- Required tasks:
1. In the green bloggers article below, which story were the bloggers asked to leave out when naming the year's biggest environmental story?
2. Can you sum up the green bloggers article below in two sentences?

- Provided text:
****************************************

Published on July 19th, 2010 | by Zachary Shahan
Top Environmental Stories of the Year, Other than BP Oil Spill (7 Green Bloggers)
Biggest environmental story of the year? Ask 7 green bloggers and you get 7 different (but good) answers.
We’re a little more than halfway through the year and I decided to ask 7 leading green bloggers what they thought was the biggest environmental story of the year so far. I asked them to choose something other than the BP oil spill, since I thought that was sort of the obvious choice, but it turns out most of them wouldn’t choose that story anyway.
In the end, I got 7 interesting and completely different answers to this question. I think they are all great responses.
The specific question: “Other than the BP oil spill, what do you think is the biggest environmental story of the year so far?”
“Never underestimate the impact of the choices people make daily as the greatest environmental impact. From my perspective, the meal choices we make three times a day is tremendous. Which is a direct tie to our very broken agriculture system. The biggest untold story? As the president’s wife goes on tour against childhood obesity and food deserts, the president quietly keeps appointing Big Ag lobbyists and former employees to key positions that govern our food policy and safety. Seems to be quite a contradiction.”
Beth Bader is the author of Expatriates Kitchen, a writer on Eat Local Challenge, and co-author of the upcoming book The Cleaner Plate Club: Recipes and Advice for Getting Real Kids to Love Real Food.

****************************************

- Study material:

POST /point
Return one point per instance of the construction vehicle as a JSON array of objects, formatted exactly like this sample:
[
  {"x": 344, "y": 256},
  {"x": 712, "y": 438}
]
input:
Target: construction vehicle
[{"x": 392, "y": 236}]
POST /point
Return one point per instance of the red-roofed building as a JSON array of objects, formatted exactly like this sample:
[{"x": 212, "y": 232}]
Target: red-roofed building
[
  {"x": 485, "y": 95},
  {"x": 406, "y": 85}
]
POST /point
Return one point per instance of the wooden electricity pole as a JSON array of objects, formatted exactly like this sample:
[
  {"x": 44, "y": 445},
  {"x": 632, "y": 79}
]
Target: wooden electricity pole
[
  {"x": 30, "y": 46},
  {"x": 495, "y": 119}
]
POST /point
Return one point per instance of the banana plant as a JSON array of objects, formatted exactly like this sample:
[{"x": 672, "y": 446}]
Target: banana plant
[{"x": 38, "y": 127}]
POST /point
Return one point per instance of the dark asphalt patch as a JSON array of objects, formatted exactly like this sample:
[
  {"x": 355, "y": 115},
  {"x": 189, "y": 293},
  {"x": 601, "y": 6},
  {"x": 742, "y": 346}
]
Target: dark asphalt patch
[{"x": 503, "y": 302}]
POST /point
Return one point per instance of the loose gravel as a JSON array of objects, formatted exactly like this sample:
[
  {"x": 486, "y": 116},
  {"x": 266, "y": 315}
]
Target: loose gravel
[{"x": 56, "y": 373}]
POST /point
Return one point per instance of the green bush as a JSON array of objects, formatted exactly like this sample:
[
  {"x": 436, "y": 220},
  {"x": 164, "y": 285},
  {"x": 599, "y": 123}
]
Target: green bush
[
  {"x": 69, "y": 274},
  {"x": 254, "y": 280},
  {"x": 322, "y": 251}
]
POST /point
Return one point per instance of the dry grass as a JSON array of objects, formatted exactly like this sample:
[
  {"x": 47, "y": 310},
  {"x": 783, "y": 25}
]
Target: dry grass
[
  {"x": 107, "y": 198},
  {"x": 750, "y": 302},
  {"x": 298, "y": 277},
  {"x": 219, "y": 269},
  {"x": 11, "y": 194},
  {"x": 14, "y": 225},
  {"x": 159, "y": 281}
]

****************************************

- Task-by-task outputs:
1. The BP oil spill.

2. A little more than halfway through the year, the author asked 7 leading green bloggers what the biggest environmental story of the year was other than the BP oil spill, and got 7 completely different answers. Beth Bader's response held that people's daily meal choices have a tremendous environmental impact tied to a broken agriculture system, and called it a contradiction that the president keeps appointing Big Ag lobbyists to food policy posts while his wife tours against childhood obesity and food deserts.